» **Directions for this task**:
From the line containing "In this photo, where can the trowel" through the last line of the entries below, repeat each line word for word and leave out the rest.

» **Data shown**:
*** Block opens ***

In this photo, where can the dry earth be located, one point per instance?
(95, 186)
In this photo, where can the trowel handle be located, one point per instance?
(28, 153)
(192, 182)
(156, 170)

*** Block closes ***

» **Answer section**:
In this photo, where can the trowel handle be located, one point per instance?
(28, 153)
(192, 182)
(156, 170)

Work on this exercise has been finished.